WHAT IS EXPECTED ▸
Please identify every line in the data below that contains the word "board" and copy each of those lines in full. Case counts.

::::

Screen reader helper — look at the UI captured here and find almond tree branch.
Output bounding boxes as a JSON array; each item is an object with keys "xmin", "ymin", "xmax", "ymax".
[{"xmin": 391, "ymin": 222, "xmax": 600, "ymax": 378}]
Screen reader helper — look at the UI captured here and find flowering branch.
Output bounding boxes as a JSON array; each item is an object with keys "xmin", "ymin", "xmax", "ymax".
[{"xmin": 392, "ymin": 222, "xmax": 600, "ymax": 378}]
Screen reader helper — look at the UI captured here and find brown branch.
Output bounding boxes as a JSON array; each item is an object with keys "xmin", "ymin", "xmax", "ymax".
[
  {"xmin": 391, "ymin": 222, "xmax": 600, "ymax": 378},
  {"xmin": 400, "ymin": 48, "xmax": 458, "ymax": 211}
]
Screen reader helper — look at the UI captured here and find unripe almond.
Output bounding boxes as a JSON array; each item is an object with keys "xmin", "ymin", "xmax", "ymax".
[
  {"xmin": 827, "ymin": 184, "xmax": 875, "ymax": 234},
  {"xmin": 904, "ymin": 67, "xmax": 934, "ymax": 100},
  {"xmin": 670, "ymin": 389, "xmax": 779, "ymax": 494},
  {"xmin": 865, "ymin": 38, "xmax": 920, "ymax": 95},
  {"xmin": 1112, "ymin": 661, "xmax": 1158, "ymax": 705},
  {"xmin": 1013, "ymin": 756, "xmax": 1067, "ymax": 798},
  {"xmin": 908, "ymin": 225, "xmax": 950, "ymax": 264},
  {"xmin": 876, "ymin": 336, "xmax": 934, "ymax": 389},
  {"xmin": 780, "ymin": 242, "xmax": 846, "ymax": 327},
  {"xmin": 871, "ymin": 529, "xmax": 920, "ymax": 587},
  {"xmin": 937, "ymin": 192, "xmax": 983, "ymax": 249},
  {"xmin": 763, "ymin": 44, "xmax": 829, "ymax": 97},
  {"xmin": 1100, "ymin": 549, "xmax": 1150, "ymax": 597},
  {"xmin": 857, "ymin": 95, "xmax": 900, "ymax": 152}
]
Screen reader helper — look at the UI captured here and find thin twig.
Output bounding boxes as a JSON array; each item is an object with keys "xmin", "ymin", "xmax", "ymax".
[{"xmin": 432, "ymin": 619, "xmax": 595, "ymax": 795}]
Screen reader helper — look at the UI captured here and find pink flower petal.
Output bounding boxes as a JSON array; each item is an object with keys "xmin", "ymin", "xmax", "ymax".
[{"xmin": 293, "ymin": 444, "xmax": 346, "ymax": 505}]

::::

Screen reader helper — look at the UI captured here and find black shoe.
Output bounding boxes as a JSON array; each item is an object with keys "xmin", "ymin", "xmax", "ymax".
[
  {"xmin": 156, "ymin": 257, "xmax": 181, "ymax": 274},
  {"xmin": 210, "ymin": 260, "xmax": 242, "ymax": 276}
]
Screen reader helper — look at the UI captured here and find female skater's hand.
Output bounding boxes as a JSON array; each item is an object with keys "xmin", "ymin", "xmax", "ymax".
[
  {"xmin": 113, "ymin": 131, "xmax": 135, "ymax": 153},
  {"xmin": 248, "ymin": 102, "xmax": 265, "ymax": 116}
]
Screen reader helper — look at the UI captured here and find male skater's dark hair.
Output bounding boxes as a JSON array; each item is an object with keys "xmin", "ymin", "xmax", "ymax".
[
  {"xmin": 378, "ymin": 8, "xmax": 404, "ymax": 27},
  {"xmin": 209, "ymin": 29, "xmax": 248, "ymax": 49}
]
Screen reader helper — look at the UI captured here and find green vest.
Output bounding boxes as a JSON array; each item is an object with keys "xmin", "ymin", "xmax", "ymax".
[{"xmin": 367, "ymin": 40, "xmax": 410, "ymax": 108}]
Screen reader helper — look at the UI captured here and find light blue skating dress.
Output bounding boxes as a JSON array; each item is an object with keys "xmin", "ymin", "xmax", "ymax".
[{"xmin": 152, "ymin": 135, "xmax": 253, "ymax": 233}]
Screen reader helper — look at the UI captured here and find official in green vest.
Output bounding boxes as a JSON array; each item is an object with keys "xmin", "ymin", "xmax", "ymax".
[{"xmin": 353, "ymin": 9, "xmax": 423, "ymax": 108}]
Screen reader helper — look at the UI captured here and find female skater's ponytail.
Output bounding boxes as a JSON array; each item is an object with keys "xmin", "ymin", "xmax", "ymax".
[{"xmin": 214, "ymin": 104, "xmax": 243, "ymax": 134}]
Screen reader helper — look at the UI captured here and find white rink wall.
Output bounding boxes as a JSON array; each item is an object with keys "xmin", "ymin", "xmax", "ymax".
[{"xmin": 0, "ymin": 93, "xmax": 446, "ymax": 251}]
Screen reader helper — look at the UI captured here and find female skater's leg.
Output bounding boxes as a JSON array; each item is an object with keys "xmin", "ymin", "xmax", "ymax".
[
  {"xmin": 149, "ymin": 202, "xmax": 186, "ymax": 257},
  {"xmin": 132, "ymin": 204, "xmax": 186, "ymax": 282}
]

::::

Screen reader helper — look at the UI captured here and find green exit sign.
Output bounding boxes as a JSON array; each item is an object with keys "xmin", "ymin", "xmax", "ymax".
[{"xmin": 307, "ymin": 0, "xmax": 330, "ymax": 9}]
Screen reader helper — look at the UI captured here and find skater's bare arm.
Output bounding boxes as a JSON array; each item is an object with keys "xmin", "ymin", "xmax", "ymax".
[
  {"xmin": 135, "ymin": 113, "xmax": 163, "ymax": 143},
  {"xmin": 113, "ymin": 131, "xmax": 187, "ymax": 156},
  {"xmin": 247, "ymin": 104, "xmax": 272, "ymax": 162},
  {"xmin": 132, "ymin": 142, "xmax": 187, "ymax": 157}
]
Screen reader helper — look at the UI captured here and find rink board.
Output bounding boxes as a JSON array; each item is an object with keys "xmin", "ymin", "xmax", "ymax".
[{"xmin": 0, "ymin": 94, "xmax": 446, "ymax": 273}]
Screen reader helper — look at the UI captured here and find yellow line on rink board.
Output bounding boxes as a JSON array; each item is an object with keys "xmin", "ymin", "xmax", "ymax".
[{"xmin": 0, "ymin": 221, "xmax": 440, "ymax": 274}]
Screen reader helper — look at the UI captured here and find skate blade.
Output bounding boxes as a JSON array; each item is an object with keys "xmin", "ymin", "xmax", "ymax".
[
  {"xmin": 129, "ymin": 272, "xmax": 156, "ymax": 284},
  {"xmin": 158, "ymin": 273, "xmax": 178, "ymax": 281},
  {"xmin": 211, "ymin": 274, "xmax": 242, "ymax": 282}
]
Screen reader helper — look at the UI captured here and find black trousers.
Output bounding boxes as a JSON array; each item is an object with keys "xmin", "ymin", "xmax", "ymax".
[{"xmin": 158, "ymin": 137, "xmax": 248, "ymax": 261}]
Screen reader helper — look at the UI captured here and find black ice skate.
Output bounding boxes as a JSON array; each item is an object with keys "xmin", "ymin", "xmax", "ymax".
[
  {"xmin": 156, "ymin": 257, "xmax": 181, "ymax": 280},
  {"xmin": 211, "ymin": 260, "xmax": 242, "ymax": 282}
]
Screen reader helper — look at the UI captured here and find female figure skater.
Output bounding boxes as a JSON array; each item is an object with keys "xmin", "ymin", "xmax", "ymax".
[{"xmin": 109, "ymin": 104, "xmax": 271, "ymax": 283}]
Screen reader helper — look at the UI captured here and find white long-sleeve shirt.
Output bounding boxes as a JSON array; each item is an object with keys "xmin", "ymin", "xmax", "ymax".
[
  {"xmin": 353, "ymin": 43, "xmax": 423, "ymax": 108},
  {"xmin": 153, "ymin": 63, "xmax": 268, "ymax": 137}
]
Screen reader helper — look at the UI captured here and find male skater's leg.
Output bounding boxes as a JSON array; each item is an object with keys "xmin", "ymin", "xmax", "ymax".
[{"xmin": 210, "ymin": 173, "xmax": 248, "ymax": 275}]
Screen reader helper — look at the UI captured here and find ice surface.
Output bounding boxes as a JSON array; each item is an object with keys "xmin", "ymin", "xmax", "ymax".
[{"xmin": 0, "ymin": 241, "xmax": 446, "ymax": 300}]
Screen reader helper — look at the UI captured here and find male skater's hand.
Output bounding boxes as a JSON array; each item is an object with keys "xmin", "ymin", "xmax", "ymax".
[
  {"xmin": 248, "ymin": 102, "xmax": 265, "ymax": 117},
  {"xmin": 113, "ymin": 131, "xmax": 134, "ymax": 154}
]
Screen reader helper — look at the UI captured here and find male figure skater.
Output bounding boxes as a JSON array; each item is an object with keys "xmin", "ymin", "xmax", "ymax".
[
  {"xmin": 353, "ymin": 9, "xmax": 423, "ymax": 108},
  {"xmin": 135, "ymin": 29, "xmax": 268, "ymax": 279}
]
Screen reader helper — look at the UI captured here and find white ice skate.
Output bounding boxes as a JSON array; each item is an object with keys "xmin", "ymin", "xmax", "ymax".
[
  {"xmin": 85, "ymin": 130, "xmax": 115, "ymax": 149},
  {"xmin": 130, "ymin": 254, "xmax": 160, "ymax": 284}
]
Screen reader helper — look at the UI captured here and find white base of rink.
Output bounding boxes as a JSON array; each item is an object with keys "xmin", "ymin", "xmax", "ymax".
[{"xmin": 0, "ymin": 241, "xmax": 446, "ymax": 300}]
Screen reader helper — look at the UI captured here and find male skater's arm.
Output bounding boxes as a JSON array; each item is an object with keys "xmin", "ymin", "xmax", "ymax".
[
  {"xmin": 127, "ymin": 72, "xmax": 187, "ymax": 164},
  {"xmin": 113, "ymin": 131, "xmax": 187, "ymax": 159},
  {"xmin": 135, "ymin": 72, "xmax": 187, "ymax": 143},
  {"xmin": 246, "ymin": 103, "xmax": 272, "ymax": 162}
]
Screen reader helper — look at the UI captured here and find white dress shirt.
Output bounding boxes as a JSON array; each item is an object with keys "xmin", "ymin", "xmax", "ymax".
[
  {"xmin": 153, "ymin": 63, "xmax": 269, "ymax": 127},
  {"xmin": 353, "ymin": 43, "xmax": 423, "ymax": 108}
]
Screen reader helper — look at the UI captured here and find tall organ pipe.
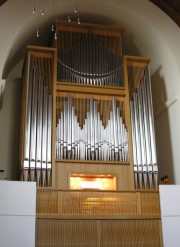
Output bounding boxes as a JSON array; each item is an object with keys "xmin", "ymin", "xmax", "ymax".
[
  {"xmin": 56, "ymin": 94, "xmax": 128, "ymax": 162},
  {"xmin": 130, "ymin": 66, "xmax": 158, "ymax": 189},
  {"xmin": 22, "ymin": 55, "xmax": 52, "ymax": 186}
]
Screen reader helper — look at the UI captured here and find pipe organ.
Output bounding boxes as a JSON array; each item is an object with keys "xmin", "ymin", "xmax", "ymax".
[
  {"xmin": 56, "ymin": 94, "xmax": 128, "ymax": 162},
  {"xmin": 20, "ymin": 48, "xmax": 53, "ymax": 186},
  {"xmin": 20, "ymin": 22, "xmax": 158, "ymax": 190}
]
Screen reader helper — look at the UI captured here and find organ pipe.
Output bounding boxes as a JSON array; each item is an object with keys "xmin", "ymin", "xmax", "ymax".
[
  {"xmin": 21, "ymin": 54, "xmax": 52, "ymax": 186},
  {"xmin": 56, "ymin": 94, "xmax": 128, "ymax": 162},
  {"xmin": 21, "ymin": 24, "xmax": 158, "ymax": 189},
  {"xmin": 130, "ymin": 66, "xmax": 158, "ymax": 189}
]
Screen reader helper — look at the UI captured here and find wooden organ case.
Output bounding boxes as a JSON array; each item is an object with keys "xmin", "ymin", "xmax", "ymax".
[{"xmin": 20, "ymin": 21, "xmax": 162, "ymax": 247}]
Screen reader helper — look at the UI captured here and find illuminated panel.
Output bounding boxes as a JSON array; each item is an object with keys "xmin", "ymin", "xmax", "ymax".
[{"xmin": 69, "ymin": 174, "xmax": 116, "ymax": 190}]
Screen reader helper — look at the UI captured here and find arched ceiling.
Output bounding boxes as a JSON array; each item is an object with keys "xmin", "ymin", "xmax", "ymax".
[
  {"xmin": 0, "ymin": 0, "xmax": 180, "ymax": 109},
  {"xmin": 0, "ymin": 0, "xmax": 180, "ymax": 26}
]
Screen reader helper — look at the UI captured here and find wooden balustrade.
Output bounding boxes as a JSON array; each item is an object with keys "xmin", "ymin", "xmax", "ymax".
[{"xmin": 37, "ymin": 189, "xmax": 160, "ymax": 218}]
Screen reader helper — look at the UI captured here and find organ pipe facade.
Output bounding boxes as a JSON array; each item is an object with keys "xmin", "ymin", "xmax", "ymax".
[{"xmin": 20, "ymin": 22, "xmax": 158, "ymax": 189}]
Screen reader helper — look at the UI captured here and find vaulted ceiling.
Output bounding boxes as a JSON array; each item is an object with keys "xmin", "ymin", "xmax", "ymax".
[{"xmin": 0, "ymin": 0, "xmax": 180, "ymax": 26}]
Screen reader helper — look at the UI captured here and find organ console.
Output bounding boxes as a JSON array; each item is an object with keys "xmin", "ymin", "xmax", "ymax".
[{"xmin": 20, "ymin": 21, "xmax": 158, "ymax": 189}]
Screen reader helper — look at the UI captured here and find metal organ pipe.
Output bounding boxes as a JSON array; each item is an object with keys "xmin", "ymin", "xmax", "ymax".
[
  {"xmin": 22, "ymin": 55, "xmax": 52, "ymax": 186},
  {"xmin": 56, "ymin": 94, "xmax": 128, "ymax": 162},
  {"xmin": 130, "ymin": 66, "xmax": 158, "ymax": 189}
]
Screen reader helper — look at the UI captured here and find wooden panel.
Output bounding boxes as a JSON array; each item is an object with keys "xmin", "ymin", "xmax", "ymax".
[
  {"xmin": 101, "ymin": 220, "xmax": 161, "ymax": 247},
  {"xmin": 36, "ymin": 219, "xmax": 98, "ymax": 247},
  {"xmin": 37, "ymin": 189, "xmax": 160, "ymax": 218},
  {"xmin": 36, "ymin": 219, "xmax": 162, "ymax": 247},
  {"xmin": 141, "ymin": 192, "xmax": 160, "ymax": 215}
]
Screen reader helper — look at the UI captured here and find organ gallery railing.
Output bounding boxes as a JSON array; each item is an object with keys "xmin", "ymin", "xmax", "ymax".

::::

RESULT OF THIS TASK ▸
Screen reader helper — look at the UI captured here and find rink board.
Screen reader helper — look at the UI captured here and find yellow line on rink board.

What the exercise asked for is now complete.